Text segment ::
Written By mediavigil on Tuesday, January 08, 2019 | 3:23 AM
Abnormality manifests itself in myriad ways. The manifesto titled “2083: A European Declaration of Independence” brought out by Norwegian gunman and neo-Crusader, Anders Behring Breivik who carried out the heinous attacks on his fellow citizens is actually a unique identity manifesto. This manifesto refers to the word "identity" over 100 times, "unique" over 40 times and "identification" over 10 times. There is reference to "state-issued identity cards", "converts’ identity cards", "identification card", "fingerprints", "DNA" etc. Is it not true that only a misanthrope can approve of it?
Aadhaar and Other Laws (Amendment) Bill, 2018 has brought the relationship of Aadhaar (Targeted Delivery of Financial and Other Subsidies, Benefits and Services) Act, 2016 with Indian Telegraph Act, 1885, and the Prevention of Money Laundering Act, 2002 to light. Notably, Aadhaar Act which was enacted for "assigning of unique identity numbers" to such individuals who have "resided in India for a period or periods amounting in all to one hundred and eighty-two days or more in the twelve months immediately preceding the date of application for enrolment" has been found to be questionable in the verdict of the 5-Judge Constitution Bench of the Supreme Court.
Earlier, Finance Act 2017 had brought the relationship between Income Tax Act, Aadhaar Act and Companies Act, 2013 to the fore. The expert committee on data protection framework has recorded that at last 50 existing laws will be impacted by any enactment of data protection law including Indian Telegraph Act, 1885 and Prevention of Money Laundering Act, 2002 besides Information Technology Act, 2000. It has also suggested at least two dozen amendments to the Aadhaar Act, 2016 “from a data protection perspective.” It failed to deal with the DNA Technology (Use and Application) Regulation Act, 2018 which has now been passed by Lok Sabha without enacting right to data protection and privacy law.
Both Aadhaar legislation and DNA legislation are structurally linked. Biometrics is turning the human body into the universal ID card of the future. As per Section 2 (G) of Aadhaar Act 2016, “biometric information” means photograph, fingerprint, Iris scan, or any other biological attributes specified by regulations. Thus, it clearly includes biological attributes like voice print and DNA. Human DNA profiling is aimed at regulating the use of Deoxyribose Nucleic Acid (DNA) analysis of human body substances proﬁles and to establish the DNA Profiling Board for laying down the standards for laboratories, collection of human body substances, custody trail from collection to reporting and also to establish a National DNA Data Bank and for matters connected therewith or incidental thereto. The Bill provides for procurement of “Intimate body sample” which means a sample of blood, semen or any other tissue, fluid, urine, or pubic hair, a dental impression; or a swab taken from a person’s body orifice other than mouth obtained through “Intimate forensic procedure”. The intimate forensic procedure means the following forensic procedures, namely:- an external examination of the genital or anal area, the buttocks and also breasts in the case of a female breast; the taking of a sample of blood; the taking of a sample of pubic hair; the taking of a sample by swab or washing from the external genital or anal area, the buttocks and also breasts in the case of a female; the taking of a sample by vacuum suction, by scraping or by lifting by tape from the external genital or anal area, the buttocks and also breasts in the case of a female; the taking of a dental impression and the taking of a photograph or video recording of, or an impression or cast of a wound from, the genital or anal area, the buttocks and also breasts in the case of a female.

What you need to do :: Set down word for word the stretch of the article from "Earlier, Finance Act" through "and privacy law.". None of the rows that follow are needed here.

Records provided ::

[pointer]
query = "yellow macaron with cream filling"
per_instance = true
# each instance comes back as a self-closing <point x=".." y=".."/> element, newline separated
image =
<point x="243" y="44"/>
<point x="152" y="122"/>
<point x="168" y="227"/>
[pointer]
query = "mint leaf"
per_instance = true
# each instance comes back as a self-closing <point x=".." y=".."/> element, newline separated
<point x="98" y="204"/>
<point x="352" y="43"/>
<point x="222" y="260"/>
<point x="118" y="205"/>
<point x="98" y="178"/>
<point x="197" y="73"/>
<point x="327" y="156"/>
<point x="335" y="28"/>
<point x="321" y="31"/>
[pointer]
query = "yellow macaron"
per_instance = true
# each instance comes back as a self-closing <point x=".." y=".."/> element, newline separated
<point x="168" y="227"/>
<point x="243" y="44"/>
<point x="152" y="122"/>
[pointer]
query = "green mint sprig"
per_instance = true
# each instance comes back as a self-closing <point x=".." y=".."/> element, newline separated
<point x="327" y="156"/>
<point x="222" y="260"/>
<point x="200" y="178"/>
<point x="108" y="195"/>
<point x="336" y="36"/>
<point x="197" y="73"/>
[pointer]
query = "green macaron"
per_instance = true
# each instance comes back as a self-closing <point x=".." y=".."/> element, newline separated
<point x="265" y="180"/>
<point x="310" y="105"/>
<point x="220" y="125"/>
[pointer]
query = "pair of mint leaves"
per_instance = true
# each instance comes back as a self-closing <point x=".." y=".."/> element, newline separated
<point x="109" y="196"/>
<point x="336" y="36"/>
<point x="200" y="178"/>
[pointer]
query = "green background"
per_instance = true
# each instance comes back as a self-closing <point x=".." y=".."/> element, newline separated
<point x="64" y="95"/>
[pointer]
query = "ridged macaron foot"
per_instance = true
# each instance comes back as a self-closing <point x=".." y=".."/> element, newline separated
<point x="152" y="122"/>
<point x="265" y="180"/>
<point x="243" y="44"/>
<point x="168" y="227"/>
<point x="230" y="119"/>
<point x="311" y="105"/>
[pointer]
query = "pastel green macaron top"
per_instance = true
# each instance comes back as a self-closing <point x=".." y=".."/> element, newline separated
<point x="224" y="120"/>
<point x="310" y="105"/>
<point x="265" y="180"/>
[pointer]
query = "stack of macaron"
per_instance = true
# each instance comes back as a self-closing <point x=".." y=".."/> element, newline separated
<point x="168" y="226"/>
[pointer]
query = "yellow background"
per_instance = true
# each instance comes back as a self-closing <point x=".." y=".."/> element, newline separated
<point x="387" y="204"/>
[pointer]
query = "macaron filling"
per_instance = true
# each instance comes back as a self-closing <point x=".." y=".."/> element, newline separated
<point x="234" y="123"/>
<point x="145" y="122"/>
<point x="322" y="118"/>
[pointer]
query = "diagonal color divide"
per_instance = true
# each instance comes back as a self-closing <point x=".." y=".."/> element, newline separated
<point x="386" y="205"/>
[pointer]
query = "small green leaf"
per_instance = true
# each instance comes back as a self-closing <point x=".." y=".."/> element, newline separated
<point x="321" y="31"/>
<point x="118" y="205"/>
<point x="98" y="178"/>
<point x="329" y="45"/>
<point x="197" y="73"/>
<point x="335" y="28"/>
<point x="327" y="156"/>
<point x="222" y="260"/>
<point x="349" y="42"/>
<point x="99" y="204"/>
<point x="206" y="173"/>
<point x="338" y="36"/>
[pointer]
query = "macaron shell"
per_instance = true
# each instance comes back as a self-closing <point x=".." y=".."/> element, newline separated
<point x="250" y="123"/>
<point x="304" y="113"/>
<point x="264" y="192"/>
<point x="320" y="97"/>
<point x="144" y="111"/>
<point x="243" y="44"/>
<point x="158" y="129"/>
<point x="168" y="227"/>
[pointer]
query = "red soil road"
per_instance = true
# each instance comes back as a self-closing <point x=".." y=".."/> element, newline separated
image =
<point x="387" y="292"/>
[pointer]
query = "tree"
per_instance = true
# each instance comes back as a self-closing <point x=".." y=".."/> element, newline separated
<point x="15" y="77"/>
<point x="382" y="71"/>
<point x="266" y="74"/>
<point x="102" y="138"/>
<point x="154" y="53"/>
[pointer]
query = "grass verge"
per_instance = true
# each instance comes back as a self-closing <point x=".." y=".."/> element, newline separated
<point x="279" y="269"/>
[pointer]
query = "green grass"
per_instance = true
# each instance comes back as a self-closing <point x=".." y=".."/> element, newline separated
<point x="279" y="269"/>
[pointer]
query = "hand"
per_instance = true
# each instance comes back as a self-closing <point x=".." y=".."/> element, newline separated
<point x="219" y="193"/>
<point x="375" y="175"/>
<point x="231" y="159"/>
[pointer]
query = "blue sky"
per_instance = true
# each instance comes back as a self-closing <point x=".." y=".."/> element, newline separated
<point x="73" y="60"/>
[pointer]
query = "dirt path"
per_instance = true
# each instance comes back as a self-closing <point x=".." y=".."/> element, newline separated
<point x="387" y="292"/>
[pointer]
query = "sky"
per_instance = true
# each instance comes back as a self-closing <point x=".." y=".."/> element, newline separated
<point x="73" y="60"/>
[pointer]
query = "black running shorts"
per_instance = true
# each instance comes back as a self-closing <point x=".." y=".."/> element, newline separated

Solution below ::
Earlier, Finance Act 2017 had brought the relationship between Income Tax Act, Aadhaar Act and Companies Act, 2013 to the fore. The expert committee on data protection framework has recorded that at last 50 existing laws will be impacted by any enactment of data protection law including Indian Telegraph Act, 1885 and Prevention of Money Laundering Act, 2002 besides Information Technology Act, 2000. It has also suggested at least two dozen amendments to the Aadhaar Act, 2016 “from a data protection perspective.” It failed to deal with the DNA Technology (Use and Application) Regulation Act, 2018 which has now been passed by Lok Sabha without enacting right to data protection and privacy law.